### Passage to read
========================================

The previous result implies Weyl equidistribution theorem, which is a generalization of Kronecker theorem on the uniform distribution of {n\alpha\text{ mod }1}, for irrational {\alpha}.

Theorem 4 (Weyl) If {p(x)=a_dx^d+\cdots+a_1x+a_0} is a polynomial with at least one of its coefficients {a_0,\ldots,a_d} irrational, then {p(n)\text{ mod }1}, {n\in{\mathbb N}}, is uniformly distributed.

Proof: Follows from Kronecker theorem by {d-1} sucessive applications of Theorem 3. \Box

2. Weak mixing implies weak mixing of all orders

Remember that {\mathbb X=(X,\mathcal A,\mu,T)} is weak mixing if and only if {\mathbb X\times\mathbb Y} is ergodic whenever {\mathbb Y} is ergodic. For each {a\in{\mathbb Z}}, let {\mathbb X^a=(X,\mathcal A,\mu,T^a)}.

Proposition 5 If {\mathbb X} is weak mixing, then {\mathbb X^{a_1}\times \cdots\times\mathbb X^{a_k}} is ergodic, for every integers {a_1,\ldots,a_k}. In fact, it is weak mixing.

Proof: Note that {\mathbb X^a} is weak mixing, for any {a\in{\mathbb Z}}. To prove this, consider {A,B\in\mathcal A} and {E\subset{\mathbb Z}} of zero density such that

\displaystyle \lim_{n\rightarrow+\infty\atop{n\not\in E}}\mu(T^{-n}A\cap B)=\mu(A)\cdot\mu(B)\,.

========================================

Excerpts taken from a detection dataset
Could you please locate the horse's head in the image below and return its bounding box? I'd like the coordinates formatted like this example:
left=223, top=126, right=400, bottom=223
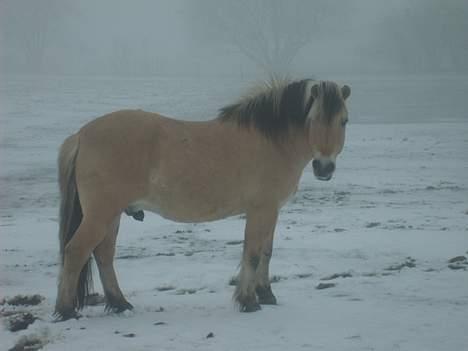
left=308, top=82, right=351, bottom=180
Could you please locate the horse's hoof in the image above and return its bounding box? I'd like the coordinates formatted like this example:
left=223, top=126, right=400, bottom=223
left=240, top=301, right=262, bottom=312
left=255, top=286, right=277, bottom=305
left=238, top=296, right=262, bottom=312
left=105, top=301, right=133, bottom=313
left=53, top=309, right=82, bottom=322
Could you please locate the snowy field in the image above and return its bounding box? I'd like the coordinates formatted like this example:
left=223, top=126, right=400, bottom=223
left=0, top=77, right=468, bottom=351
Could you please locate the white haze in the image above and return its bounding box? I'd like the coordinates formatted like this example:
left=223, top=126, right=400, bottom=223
left=0, top=0, right=468, bottom=77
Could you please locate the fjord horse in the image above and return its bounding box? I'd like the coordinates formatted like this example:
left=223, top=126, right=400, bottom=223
left=55, top=80, right=351, bottom=319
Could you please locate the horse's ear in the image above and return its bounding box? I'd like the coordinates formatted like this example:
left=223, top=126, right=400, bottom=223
left=310, top=84, right=319, bottom=100
left=341, top=85, right=351, bottom=100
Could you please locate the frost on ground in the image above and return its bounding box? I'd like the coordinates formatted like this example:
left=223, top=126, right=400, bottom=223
left=0, top=75, right=468, bottom=351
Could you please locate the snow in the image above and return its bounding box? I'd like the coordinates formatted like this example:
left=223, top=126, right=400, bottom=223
left=0, top=77, right=468, bottom=351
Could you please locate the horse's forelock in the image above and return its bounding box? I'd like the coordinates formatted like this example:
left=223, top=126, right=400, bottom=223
left=318, top=81, right=345, bottom=123
left=219, top=80, right=310, bottom=139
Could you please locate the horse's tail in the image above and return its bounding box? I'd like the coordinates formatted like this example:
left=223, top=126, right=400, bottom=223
left=58, top=134, right=92, bottom=308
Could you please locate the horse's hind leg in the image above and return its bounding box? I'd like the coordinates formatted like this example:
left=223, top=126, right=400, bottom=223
left=55, top=214, right=108, bottom=319
left=94, top=215, right=133, bottom=313
left=234, top=208, right=278, bottom=312
left=255, top=230, right=276, bottom=305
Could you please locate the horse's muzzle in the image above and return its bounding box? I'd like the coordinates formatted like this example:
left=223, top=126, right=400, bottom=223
left=312, top=159, right=335, bottom=180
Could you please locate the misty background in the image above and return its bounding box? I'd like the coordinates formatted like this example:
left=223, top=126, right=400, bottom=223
left=0, top=0, right=468, bottom=78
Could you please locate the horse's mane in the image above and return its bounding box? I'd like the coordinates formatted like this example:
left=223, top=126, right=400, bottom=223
left=218, top=79, right=343, bottom=139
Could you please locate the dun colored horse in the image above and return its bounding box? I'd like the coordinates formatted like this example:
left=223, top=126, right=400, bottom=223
left=55, top=80, right=351, bottom=319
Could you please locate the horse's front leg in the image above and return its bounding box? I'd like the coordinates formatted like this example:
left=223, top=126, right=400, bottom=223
left=255, top=226, right=276, bottom=305
left=234, top=207, right=278, bottom=312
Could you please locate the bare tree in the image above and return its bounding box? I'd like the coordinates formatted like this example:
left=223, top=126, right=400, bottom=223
left=188, top=0, right=342, bottom=74
left=0, top=0, right=72, bottom=73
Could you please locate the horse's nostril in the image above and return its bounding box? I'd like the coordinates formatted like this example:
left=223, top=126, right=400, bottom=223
left=323, top=162, right=335, bottom=174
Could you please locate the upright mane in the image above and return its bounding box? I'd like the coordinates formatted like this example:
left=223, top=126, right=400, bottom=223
left=218, top=79, right=313, bottom=139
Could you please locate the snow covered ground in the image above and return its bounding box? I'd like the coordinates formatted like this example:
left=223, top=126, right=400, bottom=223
left=0, top=78, right=468, bottom=351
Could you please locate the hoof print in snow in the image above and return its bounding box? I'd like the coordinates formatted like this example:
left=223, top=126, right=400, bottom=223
left=448, top=256, right=468, bottom=264
left=226, top=240, right=244, bottom=245
left=156, top=285, right=175, bottom=291
left=8, top=335, right=46, bottom=351
left=315, top=283, right=336, bottom=290
left=366, top=222, right=381, bottom=228
left=174, top=289, right=197, bottom=295
left=385, top=257, right=416, bottom=271
left=320, top=272, right=353, bottom=280
left=0, top=294, right=45, bottom=306
left=85, top=293, right=106, bottom=306
left=6, top=312, right=37, bottom=332
left=447, top=256, right=468, bottom=270
left=296, top=273, right=313, bottom=279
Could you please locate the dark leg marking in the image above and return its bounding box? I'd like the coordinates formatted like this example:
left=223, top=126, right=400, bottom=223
left=250, top=255, right=260, bottom=271
left=255, top=285, right=276, bottom=305
left=105, top=295, right=133, bottom=313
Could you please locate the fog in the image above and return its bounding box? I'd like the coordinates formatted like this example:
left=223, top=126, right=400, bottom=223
left=0, top=0, right=468, bottom=78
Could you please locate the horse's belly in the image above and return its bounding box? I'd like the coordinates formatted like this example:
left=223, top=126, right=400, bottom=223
left=130, top=196, right=243, bottom=223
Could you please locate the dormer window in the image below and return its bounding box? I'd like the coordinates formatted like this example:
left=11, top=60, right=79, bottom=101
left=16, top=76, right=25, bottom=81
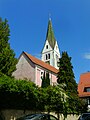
left=46, top=45, right=48, bottom=49
left=48, top=53, right=50, bottom=59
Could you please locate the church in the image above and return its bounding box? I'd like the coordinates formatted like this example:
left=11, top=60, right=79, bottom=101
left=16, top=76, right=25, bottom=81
left=12, top=19, right=60, bottom=87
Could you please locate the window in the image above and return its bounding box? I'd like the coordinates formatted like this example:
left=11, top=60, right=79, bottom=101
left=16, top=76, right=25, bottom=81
left=48, top=53, right=50, bottom=59
left=46, top=53, right=50, bottom=60
left=46, top=61, right=50, bottom=64
left=46, top=54, right=48, bottom=60
left=84, top=87, right=90, bottom=92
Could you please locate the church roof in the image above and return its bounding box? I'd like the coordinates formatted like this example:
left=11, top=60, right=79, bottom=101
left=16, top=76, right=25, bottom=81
left=23, top=52, right=58, bottom=74
left=46, top=19, right=56, bottom=49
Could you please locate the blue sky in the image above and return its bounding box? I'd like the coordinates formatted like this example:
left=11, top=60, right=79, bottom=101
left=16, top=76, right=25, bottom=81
left=0, top=0, right=90, bottom=83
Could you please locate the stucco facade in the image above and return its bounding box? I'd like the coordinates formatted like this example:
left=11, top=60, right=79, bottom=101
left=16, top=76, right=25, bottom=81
left=12, top=52, right=58, bottom=87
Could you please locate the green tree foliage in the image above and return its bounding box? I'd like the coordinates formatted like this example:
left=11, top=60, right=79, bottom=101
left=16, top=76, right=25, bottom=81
left=57, top=52, right=77, bottom=93
left=41, top=72, right=50, bottom=88
left=0, top=18, right=17, bottom=76
left=57, top=52, right=83, bottom=113
left=0, top=75, right=37, bottom=110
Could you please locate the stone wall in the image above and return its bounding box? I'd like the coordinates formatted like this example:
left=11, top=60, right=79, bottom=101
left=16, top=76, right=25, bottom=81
left=1, top=109, right=79, bottom=120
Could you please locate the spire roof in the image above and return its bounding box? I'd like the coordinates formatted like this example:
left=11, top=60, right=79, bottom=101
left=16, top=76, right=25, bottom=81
left=46, top=18, right=56, bottom=49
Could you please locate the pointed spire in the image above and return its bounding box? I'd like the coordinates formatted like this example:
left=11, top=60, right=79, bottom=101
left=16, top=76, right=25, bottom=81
left=46, top=16, right=56, bottom=49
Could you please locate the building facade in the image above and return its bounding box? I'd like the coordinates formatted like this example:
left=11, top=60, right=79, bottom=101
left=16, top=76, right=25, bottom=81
left=41, top=19, right=60, bottom=69
left=78, top=72, right=90, bottom=109
left=12, top=19, right=60, bottom=87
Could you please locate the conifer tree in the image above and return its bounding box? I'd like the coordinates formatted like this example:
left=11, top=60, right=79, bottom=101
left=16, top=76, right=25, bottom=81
left=57, top=52, right=79, bottom=113
left=57, top=52, right=77, bottom=93
left=0, top=18, right=17, bottom=76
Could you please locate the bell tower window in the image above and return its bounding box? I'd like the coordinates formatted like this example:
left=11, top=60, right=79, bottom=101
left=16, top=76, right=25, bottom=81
left=46, top=45, right=48, bottom=49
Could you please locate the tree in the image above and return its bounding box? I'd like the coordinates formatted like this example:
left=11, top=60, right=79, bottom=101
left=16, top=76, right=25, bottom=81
left=42, top=72, right=50, bottom=88
left=57, top=52, right=79, bottom=113
left=0, top=18, right=17, bottom=76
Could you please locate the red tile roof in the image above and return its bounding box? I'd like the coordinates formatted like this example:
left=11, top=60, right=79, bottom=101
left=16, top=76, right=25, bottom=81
left=78, top=72, right=90, bottom=97
left=23, top=52, right=58, bottom=74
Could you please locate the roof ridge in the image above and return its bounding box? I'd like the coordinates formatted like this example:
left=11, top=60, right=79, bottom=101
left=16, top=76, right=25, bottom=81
left=23, top=52, right=58, bottom=73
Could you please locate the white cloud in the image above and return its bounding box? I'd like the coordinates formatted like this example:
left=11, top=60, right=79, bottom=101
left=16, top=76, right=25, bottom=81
left=84, top=53, right=90, bottom=59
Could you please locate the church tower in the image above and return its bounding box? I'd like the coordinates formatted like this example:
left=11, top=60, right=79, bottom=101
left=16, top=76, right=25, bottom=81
left=41, top=19, right=60, bottom=69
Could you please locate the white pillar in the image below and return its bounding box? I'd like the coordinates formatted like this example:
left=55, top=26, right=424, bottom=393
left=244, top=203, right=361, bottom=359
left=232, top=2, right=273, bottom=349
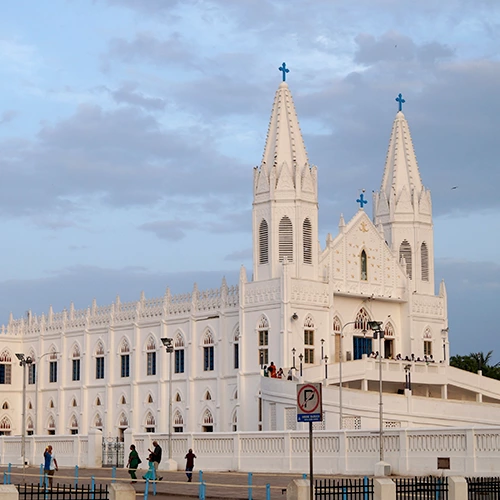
left=286, top=479, right=309, bottom=500
left=373, top=478, right=396, bottom=500
left=0, top=484, right=19, bottom=500
left=448, top=476, right=468, bottom=500
left=109, top=483, right=135, bottom=500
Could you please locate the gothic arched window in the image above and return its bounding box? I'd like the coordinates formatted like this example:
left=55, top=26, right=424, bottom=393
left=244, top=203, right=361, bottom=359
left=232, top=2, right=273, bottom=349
left=302, top=219, right=312, bottom=264
left=420, top=243, right=429, bottom=281
left=279, top=215, right=293, bottom=262
left=399, top=240, right=412, bottom=279
left=259, top=219, right=269, bottom=264
left=360, top=250, right=368, bottom=281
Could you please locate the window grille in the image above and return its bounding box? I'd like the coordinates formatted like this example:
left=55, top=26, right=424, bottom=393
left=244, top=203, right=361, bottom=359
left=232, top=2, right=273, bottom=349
left=259, top=219, right=269, bottom=264
left=279, top=215, right=293, bottom=262
left=302, top=219, right=312, bottom=264
left=420, top=243, right=429, bottom=281
left=399, top=240, right=412, bottom=279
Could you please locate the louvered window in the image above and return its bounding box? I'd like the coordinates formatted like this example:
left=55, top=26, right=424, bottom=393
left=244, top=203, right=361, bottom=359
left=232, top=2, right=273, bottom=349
left=259, top=219, right=269, bottom=264
left=302, top=219, right=312, bottom=264
left=399, top=240, right=412, bottom=279
left=420, top=243, right=429, bottom=281
left=279, top=215, right=293, bottom=262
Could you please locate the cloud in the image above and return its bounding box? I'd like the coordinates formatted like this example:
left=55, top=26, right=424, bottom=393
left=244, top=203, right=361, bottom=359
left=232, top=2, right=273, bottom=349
left=0, top=109, right=17, bottom=125
left=109, top=82, right=166, bottom=111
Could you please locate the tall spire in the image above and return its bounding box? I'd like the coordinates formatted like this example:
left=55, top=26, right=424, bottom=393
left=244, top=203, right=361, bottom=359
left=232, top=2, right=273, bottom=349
left=380, top=111, right=423, bottom=203
left=262, top=82, right=309, bottom=182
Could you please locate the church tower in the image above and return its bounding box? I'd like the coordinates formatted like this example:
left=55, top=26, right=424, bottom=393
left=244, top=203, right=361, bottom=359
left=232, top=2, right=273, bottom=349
left=373, top=94, right=435, bottom=295
left=252, top=67, right=318, bottom=281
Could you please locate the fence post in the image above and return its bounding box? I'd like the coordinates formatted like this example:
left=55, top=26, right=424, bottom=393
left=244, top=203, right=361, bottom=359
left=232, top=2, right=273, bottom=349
left=373, top=477, right=396, bottom=500
left=448, top=476, right=469, bottom=500
left=198, top=470, right=203, bottom=500
left=248, top=472, right=253, bottom=500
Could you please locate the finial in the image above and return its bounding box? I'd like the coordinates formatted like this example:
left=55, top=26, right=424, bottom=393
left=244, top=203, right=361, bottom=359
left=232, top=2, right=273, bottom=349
left=278, top=63, right=290, bottom=82
left=396, top=93, right=406, bottom=111
left=356, top=189, right=368, bottom=210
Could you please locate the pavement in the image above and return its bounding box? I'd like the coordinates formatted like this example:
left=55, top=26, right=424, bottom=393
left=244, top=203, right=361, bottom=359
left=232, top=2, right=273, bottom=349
left=0, top=466, right=308, bottom=500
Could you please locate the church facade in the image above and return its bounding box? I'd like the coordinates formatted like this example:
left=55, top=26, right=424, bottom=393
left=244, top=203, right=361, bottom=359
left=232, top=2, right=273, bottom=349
left=0, top=76, right=464, bottom=438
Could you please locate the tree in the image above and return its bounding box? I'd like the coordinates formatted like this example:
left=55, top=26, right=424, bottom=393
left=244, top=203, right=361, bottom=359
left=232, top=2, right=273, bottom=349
left=450, top=351, right=500, bottom=380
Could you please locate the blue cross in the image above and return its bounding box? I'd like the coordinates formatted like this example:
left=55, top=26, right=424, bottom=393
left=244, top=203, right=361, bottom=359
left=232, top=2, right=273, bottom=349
left=356, top=193, right=368, bottom=209
left=396, top=94, right=406, bottom=111
left=278, top=63, right=290, bottom=82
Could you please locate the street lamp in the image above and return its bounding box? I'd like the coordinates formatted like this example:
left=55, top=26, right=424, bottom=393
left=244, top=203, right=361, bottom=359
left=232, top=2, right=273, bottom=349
left=160, top=337, right=174, bottom=466
left=16, top=352, right=33, bottom=481
left=368, top=321, right=384, bottom=462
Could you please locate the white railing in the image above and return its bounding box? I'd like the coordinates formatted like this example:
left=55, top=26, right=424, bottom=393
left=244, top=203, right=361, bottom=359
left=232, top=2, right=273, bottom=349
left=0, top=427, right=500, bottom=476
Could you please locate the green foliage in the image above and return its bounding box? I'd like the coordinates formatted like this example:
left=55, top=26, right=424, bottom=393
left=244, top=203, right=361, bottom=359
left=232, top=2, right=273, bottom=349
left=450, top=351, right=500, bottom=380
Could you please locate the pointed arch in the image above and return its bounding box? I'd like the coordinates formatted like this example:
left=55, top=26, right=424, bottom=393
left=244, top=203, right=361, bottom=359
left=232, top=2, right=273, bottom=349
left=94, top=413, right=103, bottom=430
left=259, top=219, right=269, bottom=264
left=231, top=408, right=238, bottom=432
left=257, top=314, right=269, bottom=368
left=420, top=241, right=429, bottom=281
left=174, top=410, right=184, bottom=432
left=359, top=250, right=368, bottom=281
left=201, top=408, right=214, bottom=432
left=354, top=307, right=370, bottom=330
left=0, top=349, right=12, bottom=384
left=279, top=215, right=293, bottom=262
left=302, top=218, right=312, bottom=264
left=399, top=240, right=412, bottom=279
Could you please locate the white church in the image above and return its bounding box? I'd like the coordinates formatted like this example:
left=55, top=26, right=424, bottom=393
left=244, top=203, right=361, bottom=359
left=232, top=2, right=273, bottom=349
left=0, top=71, right=500, bottom=458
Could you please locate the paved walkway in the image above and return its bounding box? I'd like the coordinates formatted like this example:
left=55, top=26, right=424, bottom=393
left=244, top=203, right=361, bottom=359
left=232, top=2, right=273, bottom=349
left=0, top=466, right=308, bottom=500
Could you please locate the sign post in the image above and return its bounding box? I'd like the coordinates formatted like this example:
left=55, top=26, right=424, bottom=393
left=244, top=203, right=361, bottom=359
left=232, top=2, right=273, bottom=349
left=297, top=383, right=323, bottom=500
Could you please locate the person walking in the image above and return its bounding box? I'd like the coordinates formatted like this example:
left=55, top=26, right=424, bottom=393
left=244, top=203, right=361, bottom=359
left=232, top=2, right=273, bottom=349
left=148, top=440, right=163, bottom=481
left=184, top=448, right=196, bottom=483
left=43, top=444, right=59, bottom=490
left=127, top=444, right=142, bottom=483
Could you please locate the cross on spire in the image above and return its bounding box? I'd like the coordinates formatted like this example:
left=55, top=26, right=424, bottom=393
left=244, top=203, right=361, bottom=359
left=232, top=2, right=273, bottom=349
left=396, top=93, right=406, bottom=111
left=278, top=63, right=290, bottom=82
left=356, top=193, right=368, bottom=209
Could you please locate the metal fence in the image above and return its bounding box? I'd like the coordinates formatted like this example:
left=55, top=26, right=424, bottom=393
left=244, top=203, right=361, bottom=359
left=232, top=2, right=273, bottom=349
left=393, top=476, right=448, bottom=500
left=465, top=477, right=500, bottom=500
left=314, top=477, right=373, bottom=500
left=16, top=483, right=109, bottom=500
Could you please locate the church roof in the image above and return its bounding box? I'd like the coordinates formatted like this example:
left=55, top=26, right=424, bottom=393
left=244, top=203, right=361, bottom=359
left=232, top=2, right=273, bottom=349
left=262, top=82, right=309, bottom=174
left=380, top=111, right=423, bottom=200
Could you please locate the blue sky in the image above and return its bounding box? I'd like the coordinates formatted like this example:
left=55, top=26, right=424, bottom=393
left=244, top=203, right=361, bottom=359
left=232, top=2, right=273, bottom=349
left=0, top=0, right=500, bottom=359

========================================

### Aim
Write out the ergodic theory passage word for word, between "Theorem 4 (Weyl)" and "is uniformly distributed.", inclusive. The listing was drawn from a separate source.

### In response
Theorem 4 (Weyl) If {p(x)=a_dx^d+\cdots+a_1x+a_0} is a polynomial with at least one of its coefficients {a_0,\ldots,a_d} irrational, then {p(n)\text{ mod }1}, {n\in{\mathbb N}}, is uniformly distributed.